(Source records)
•••••

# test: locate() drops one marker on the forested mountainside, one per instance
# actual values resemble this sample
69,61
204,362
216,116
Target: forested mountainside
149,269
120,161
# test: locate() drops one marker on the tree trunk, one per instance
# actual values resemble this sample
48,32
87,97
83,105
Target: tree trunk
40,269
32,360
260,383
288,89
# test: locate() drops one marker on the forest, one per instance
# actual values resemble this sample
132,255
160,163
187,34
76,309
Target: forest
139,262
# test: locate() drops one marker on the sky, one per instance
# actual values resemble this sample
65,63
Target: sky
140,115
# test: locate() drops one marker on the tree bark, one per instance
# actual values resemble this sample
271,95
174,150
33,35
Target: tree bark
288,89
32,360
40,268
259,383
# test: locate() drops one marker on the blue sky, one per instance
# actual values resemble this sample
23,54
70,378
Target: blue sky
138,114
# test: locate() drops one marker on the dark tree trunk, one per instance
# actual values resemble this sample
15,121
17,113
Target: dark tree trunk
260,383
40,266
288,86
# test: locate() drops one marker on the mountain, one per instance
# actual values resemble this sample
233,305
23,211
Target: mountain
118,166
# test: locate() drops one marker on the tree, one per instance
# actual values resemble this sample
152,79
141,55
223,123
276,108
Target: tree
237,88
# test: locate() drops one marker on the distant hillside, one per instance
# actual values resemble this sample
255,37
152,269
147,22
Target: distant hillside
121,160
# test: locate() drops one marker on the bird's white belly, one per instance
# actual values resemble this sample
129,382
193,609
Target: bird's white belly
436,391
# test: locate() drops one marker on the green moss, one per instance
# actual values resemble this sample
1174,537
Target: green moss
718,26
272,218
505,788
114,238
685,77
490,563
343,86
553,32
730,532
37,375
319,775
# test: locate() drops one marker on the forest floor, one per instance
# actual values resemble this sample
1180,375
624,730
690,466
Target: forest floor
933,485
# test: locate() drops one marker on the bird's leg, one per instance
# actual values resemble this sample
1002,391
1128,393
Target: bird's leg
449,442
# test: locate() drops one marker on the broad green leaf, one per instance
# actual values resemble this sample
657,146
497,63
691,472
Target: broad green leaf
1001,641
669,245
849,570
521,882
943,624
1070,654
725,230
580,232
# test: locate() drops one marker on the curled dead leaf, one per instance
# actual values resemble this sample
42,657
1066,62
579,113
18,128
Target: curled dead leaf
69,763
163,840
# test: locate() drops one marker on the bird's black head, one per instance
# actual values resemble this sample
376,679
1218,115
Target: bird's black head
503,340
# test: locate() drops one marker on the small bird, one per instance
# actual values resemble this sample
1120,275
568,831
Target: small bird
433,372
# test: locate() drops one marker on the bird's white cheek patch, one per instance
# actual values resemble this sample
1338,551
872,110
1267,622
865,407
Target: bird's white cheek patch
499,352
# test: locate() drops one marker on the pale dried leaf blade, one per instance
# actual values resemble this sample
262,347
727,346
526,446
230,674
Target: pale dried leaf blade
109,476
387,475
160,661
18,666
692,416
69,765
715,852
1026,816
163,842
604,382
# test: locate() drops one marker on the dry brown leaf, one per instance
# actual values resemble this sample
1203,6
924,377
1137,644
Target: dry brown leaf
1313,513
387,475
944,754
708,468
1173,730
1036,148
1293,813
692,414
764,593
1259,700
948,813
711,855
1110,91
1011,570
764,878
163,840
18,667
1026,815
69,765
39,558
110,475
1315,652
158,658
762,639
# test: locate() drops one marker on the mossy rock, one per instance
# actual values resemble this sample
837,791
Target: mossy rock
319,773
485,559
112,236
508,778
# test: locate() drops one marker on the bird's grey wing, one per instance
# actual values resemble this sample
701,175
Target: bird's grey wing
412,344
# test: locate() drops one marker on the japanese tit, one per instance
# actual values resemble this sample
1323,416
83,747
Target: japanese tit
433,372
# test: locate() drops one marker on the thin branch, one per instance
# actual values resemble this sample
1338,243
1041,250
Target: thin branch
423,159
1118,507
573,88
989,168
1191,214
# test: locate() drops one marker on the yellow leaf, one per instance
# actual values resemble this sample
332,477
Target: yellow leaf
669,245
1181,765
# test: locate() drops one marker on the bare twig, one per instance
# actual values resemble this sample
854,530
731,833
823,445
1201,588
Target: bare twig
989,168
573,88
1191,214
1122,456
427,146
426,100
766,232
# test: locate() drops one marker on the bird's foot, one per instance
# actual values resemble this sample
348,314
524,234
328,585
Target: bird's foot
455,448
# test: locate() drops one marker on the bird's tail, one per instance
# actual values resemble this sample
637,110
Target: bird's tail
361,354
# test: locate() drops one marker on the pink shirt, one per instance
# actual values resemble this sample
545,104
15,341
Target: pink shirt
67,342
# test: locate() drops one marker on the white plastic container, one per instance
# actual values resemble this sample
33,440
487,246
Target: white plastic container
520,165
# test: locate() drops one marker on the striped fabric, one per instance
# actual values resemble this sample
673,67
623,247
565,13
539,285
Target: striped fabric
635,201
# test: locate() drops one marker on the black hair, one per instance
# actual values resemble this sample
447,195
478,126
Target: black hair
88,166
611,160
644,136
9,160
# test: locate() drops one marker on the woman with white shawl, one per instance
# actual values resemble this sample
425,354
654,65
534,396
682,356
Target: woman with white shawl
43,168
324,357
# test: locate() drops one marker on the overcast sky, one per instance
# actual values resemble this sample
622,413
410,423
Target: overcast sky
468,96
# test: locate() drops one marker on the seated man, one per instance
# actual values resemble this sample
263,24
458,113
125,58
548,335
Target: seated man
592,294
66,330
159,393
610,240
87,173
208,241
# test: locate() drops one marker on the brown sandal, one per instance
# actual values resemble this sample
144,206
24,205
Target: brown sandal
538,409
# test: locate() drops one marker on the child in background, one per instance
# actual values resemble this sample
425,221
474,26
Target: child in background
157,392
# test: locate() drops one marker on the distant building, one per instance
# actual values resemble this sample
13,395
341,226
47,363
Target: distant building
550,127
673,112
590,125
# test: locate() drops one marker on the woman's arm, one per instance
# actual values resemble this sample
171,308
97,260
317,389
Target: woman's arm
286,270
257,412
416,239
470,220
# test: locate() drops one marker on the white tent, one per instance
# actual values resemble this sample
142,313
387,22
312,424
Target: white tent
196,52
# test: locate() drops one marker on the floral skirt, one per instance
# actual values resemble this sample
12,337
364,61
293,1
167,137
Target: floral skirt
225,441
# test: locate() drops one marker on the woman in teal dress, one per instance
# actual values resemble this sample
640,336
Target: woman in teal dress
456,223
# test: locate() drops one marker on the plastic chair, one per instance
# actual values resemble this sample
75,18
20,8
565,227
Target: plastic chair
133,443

•••••

EXERCISE GOAL. Return the lines above exactly, keeping every word.

RESPONSE TO THE EXERCISE.
# test: locate() drops one marker on the forested mountainside, one per instance
# actual values resemble this sample
69,61
204,362
216,116
Target: forested mountainside
149,269
120,161
# test: locate() drops one marker on the tree trunk, one per instance
# actual values resemble this sample
48,32
87,97
83,105
Target: tree trunk
40,269
32,360
260,383
288,89
# test: locate() drops one marker on the forest, one per instance
# actual values resemble this sample
132,255
160,163
187,34
76,309
Target: forest
139,262
# test: locate() drops one marker on the sky, one per instance
# actual values resemble this sample
65,63
Target: sky
140,115
# test: locate() drops one marker on the tree bark, one per instance
# actual values resemble this sample
271,95
174,150
33,35
Target: tree bark
288,89
32,360
40,268
259,383
# test: locate() drops one marker on the blue sky, one per instance
# actual values resemble this sample
23,54
70,378
Target: blue sky
138,114
# test: locate() drops one marker on the dark tree trunk, one per instance
# actual values resemble this sample
15,121
17,113
Target: dark tree trunk
260,383
40,266
288,86
# test: locate() drops one marker on the mountain, one per instance
# actual values resemble this sample
233,305
23,211
Target: mountain
118,166
# test: locate() drops one marker on the tree, one per instance
# actual values resemble this sample
152,79
141,55
223,123
276,108
Target: tree
237,88
# test: locate() drops one marker on the distant hillside, one per instance
# actual values resemble this sample
255,37
152,269
147,22
Target: distant hillside
121,160
# test: locate() drops one marker on the bird's white belly, one per instance
# actual values resemble this sample
129,382
193,609
Target: bird's white belly
436,391
# test: locate() drops one marker on the green moss, one per instance
# actual values resemble this sample
1174,537
Target: green moss
718,26
272,218
505,788
114,238
685,77
490,563
343,86
553,32
730,532
37,375
319,775
# test: locate() drops one marker on the forest floor, one per instance
# actual values resemble this sample
1180,375
624,730
690,466
Target: forest floor
933,485
# test: locate() drops one marker on the bird's leg, one per instance
# actual values resemble this sample
1002,391
1128,393
Target: bird's leg
449,442
# test: locate() drops one marker on the broad green leaf, one per instance
# actual values resemble this sample
657,146
497,63
691,472
Target: broad green leaf
1001,641
669,245
849,570
521,882
943,624
1070,654
725,230
580,232
# test: locate() drops one marker on the curled dead leaf, one per instance
# actual values resemble this sample
42,657
1066,62
579,113
18,128
Target: curled dead leaf
69,763
163,840
# test: locate() drops one marker on the bird's black head, one per instance
# actual values resemble this sample
376,679
1218,115
Target: bird's black head
503,340
# test: locate() drops one marker on the small bird, one per instance
# actual values resemble this sample
1120,275
568,831
Target: small bird
433,372
# test: locate() drops one marker on the bird's white cheek patch, one per instance
# actual values resemble this sample
1338,551
872,110
1267,622
865,407
Target: bird's white cheek patch
499,352
# test: locate() drops one marker on the pale dried leaf blade, one per instance
# actual values resemble this sample
262,347
727,346
526,446
230,674
Target: pale dried leaf blade
109,476
387,475
160,661
18,666
692,416
69,765
715,852
1026,816
163,842
604,382
# test: locate() drops one marker on the dry brown leaf, one per instance
# actual values resemble this sample
1203,6
924,377
1137,644
Target: dry brown leaf
1313,513
387,475
944,754
708,468
1173,730
1036,148
1293,813
692,414
764,593
1259,700
948,813
711,855
1110,91
1011,570
764,878
163,840
18,667
1026,815
69,765
39,558
110,475
1315,652
158,658
762,639
# test: locate() drops one marker on the mossy rock, one per instance
# actual values resemble this sample
837,791
Target: mossy rock
319,773
485,559
112,236
508,778
# test: locate() drops one marker on the bird's grey wing, one per instance
# actual values resemble this sample
701,175
Target: bird's grey wing
412,344
# test: locate() drops one marker on the japanese tit, one per instance
# actual values resemble this sample
1323,416
83,747
Target: japanese tit
433,372
# test: locate() drops one marker on the thin branch, one per instance
# actual values resemble this sample
1338,243
1041,250
Target: thin branch
423,159
1118,507
573,88
989,168
1191,214
# test: locate() drops one marker on the yellow leaf, one per instance
# actual values resemble this sample
332,477
Target: yellow leaf
669,245
1181,765
# test: locate() drops one marker on the bare twig, one per instance
# actual values resemble this sample
854,530
731,833
823,445
1201,588
Target: bare twig
989,168
573,88
1191,214
1122,456
427,146
426,100
766,232
# test: locate() drops one marker on the bird's foot, one per instance
# actual values resemble this sample
348,314
524,234
328,585
Target: bird's foot
455,448
# test: locate() drops one marker on the bird's tail, one per instance
# actual values resemble this sample
637,110
Target: bird's tail
361,354
# test: locate() drops one marker on the pink shirt, one per instance
# actual values resemble this sample
545,104
15,341
Target: pink shirt
67,342
# test: locate() drops one marker on the white plastic container, one per instance
# actual values resemble this sample
33,440
487,246
Target: white plastic container
520,165
# test: locate() drops one marker on the striped fabric, one per instance
# actual values resemble this sample
673,67
623,247
565,13
539,285
Target: striped fabric
635,201
# test: locate() drops one marker on the black hair, one per instance
# actual values resemble this sample
447,195
478,126
Target: black hair
88,166
611,160
644,136
9,160
# test: locate() drops one marker on the woman with white shawl, one per instance
# actual values resemble this sample
425,354
654,65
534,396
682,356
Target: woman with white shawl
43,168
324,357
# test: locate() drops one marker on the overcast sky, one per instance
# actual values resemble this sample
622,413
410,423
Target: overcast sky
468,96
# test: locate() drops one marker on the seated man, one per instance
# actual values resemble this sample
263,24
458,113
125,58
548,335
Target: seated man
592,294
66,330
159,393
610,240
87,173
208,241
# test: locate() drops one marker on the brown sandal, one per instance
# actual values resemble this sample
144,206
24,205
Target: brown sandal
538,409
# test: locate() drops one marker on the child in background, one per instance
# actual values resemble this sample
425,221
474,26
Target: child in background
157,392
# test: locate() drops one marker on the distant building, one per instance
# actual values resemble this sample
13,395
341,226
47,363
Target: distant building
550,127
673,112
590,125
# test: locate() drops one marker on the woman's arm, one per instance
# actual values resemble this sample
171,308
97,260
317,389
Target: woman's arm
286,270
257,412
416,239
470,220
# test: locate() drops one marker on the white tent, one per instance
# actual values resemble this sample
142,313
387,22
312,424
Target: white tent
196,52
# test: locate() drops one marker on the floral skirt, one per instance
# actual values resemble this sample
12,337
364,61
293,1
167,137
Target: floral skirt
225,441
# test: locate() drops one marker on the woman in teal dress, one per instance
# actual values resemble this sample
640,336
Target: woman in teal dress
456,223
# test: locate() drops one marker on the plastic chair, one per instance
# actual values resemble this sample
75,18
20,8
565,227
Target: plastic chair
133,443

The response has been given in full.